## REQUIRED TASK
Pull out each line of the listing below that contains the word "above". Letter case must match.

## TASK DATA

·····

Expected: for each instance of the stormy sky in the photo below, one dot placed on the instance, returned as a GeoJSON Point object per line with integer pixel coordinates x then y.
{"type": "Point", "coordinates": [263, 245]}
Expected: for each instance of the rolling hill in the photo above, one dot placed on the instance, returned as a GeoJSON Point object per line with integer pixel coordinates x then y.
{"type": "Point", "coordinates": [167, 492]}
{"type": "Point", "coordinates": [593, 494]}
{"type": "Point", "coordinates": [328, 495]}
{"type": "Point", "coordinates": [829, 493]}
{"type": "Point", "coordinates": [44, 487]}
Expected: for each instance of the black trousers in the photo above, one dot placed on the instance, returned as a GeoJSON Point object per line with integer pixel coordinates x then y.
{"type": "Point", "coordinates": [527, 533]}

·····

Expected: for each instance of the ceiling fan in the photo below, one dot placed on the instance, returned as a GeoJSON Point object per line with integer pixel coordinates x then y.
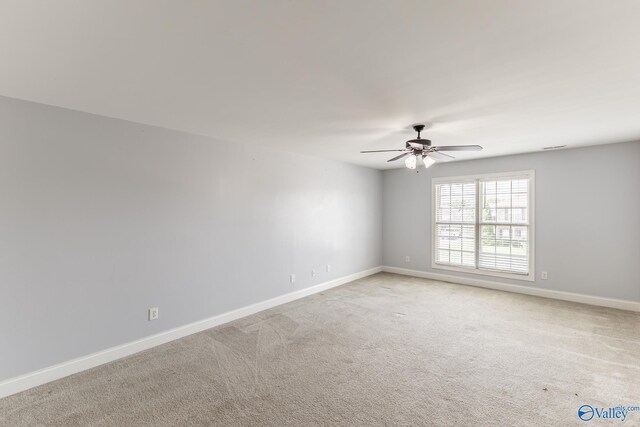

·····

## REPLY TO THE EXERCISE
Expected: for each instance of the rolling hill in the photo above, one dot placed on the instance, returned as a GeoJSON Point object per line with integer pixel coordinates x then y.
Expected: for each instance of the black trousers in the photo above, one dot placed on the instance, returned as a GeoJSON Point object per line with integer pixel coordinates x then y.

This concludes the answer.